- _Assigned task_
Practice item. Set the material below down again exactly, with no pictures.

- _Data provided_
--
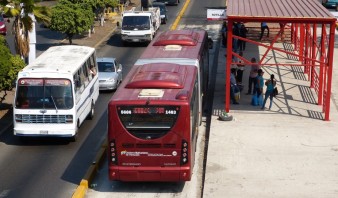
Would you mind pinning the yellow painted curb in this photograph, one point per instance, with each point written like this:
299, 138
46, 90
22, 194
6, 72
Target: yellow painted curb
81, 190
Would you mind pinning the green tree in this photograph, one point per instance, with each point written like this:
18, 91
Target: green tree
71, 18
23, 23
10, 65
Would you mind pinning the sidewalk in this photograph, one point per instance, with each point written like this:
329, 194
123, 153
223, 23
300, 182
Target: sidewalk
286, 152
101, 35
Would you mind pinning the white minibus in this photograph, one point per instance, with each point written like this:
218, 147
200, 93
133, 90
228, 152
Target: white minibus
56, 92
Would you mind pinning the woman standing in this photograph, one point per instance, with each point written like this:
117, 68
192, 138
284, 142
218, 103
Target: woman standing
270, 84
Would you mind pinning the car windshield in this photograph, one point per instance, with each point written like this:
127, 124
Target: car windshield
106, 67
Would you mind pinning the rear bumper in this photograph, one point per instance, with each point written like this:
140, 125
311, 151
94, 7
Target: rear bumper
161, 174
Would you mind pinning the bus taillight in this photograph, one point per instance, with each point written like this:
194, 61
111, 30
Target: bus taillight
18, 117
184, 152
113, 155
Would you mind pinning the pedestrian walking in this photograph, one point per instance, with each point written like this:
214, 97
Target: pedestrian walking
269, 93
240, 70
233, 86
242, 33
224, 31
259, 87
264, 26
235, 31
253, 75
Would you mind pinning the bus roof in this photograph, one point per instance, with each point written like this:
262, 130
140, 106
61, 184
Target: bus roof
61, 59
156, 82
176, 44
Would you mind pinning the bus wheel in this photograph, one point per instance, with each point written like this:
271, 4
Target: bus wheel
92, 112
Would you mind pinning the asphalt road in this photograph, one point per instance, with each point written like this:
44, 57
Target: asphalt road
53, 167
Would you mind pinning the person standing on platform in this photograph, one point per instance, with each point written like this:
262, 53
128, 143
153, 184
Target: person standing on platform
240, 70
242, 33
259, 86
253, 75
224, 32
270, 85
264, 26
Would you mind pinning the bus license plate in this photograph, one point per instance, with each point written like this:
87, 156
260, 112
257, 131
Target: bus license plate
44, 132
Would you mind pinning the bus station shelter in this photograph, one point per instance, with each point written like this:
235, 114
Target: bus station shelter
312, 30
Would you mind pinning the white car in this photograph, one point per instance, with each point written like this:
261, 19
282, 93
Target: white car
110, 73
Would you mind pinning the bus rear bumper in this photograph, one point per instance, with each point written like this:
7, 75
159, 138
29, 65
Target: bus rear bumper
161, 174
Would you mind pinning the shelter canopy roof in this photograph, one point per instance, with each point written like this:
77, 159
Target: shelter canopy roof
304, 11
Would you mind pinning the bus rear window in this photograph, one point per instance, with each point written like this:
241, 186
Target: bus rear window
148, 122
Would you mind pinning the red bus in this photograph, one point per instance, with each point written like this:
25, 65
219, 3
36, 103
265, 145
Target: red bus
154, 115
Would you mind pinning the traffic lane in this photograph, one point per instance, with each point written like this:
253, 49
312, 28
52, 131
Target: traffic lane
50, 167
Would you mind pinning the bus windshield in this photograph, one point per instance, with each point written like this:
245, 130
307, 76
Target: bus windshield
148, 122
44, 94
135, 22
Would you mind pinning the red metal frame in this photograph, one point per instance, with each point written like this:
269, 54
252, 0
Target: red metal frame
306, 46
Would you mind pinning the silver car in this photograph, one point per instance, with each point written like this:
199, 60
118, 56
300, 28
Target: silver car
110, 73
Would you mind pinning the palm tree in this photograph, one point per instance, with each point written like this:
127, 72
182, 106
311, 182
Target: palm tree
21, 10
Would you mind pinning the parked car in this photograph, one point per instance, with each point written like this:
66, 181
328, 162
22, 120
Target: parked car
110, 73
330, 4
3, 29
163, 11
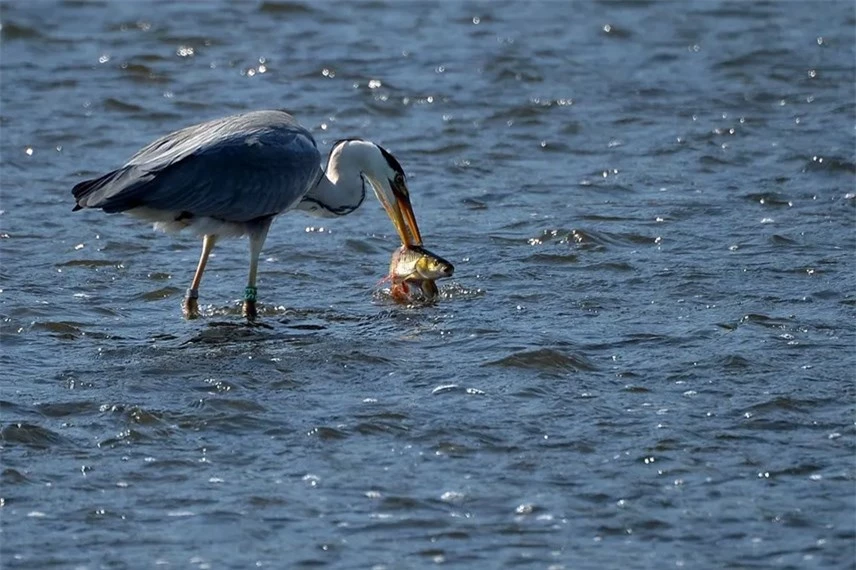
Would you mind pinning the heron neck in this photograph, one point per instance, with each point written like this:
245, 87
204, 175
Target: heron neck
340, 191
--
- _Expected answer_
Would you mind pinning the yellow painted curb in this photograph, one point per instance, with each point written like this:
299, 138
46, 90
22, 194
6, 72
Target: yellow painted curb
81, 190
Would you mind pinning the green tree in this photograph, one point per instance, with each point written like this:
18, 91
Target: green tree
71, 18
23, 23
10, 65
Would you mind pinning the sidewalk in this photograph, one point per instance, with each point written like this:
329, 194
123, 153
223, 23
300, 182
Target: sidewalk
286, 152
101, 35
Would you mind pinning the white minibus in this photograph, one point per instance, with each point written like this:
218, 147
200, 93
133, 90
228, 152
Target: white minibus
56, 92
Would you mind pinning the woman standing in this photograph, one point per instance, with each point written like this:
117, 68
192, 138
284, 142
218, 103
Target: woman standing
270, 84
Would you mind pinning the car windshield in this photograph, one point per instance, with each point written like this:
127, 124
Target: car windshield
106, 67
Would you mind pinning the rear bumper in this photograph, one point per instance, with each point written like this:
140, 125
311, 151
94, 7
Target: rear bumper
161, 174
Would you mind pinning the bus taillight in this photograph, one point per instance, with each point written like this:
194, 61
111, 30
Target: bus taillight
18, 117
184, 152
113, 155
Would you mind pinning the pedestrian walking in this photograph, one point per instance, with each point written like this:
214, 97
Target: pedestrian walking
269, 93
240, 70
233, 86
242, 33
224, 31
259, 87
264, 26
235, 31
253, 75
Would you mind pinning the bus roof in this photograph, one point per instance, with each point written like this:
262, 130
140, 106
61, 184
Target: bus roof
61, 59
156, 82
176, 44
Would you mind pinning the bus wheel in this photograph, one point per instance, with each point written like this:
271, 4
Target: bus wheel
92, 112
Would you mind pinning the asphalt road in this photograph, one point per instance, with each point written like this:
44, 57
Target: asphalt road
53, 167
Would you mind pinning the person standing on platform in this photograph, one point per instance, with each point written like this:
262, 53
128, 143
153, 184
Target: person standing on platform
240, 70
242, 33
259, 86
253, 75
224, 32
270, 85
264, 26
Would you mind pinning the bus license plate in this photograph, one point per instance, with each point written like this:
87, 156
260, 112
257, 131
Target: bus license plate
44, 132
Would you mind pinning the bus station shelter in this photograph, one point per instance, with each point written like this:
235, 114
Target: bus station shelter
312, 30
Would you mind pinning the white car in this photograph, one point per instance, with each point written like this:
261, 19
282, 93
Target: white car
110, 73
Would you mind pinning the bus rear bumper in this photograph, one point per instance, with each point written like this:
7, 75
159, 138
29, 65
Target: bus rear bumper
161, 174
Would you mind pinning the shelter canopy roof in this photograph, one point per instance, with each point written like this:
77, 159
Target: shelter canopy roof
304, 11
Would you mind pinning the bus rear window in this photograph, one point per instance, with each point written like this:
241, 186
Target: bus rear window
148, 122
Would you mind pinning the red bus in this photograph, one point per instance, with each point written like this:
25, 65
219, 3
36, 103
265, 145
Target: red bus
154, 115
Would you mind pinning the traffic lane in this photograph, one point per instance, with each point written like this:
253, 49
312, 28
52, 131
Target: traffic lane
50, 167
Would you mind pinning the bus windshield in this photograph, one point per instance, with each point written like this:
245, 130
307, 76
Target: bus windshield
148, 122
44, 94
135, 22
Would you mind pinning the red metal frame in this photograph, one point per instance, with each point written like this:
269, 54
252, 0
Target: red metal frame
306, 46
Would you mind pinning the silver car in this photograph, one point per instance, with each point written like this:
199, 60
118, 56
300, 28
Target: silver car
110, 73
Would you mind pinning the palm tree in this photograph, one point per instance, with each point written like this:
127, 72
182, 106
311, 182
Target: palm tree
21, 10
Would you mind pinning the parked car in this photograph, one point per instance, with each point written like this:
66, 181
328, 162
22, 120
Target: parked car
110, 73
330, 4
3, 29
163, 11
Would you mind pinning the heron neck in this photograph, one point per instance, with each point written like this:
245, 87
204, 175
Target: heron neck
340, 191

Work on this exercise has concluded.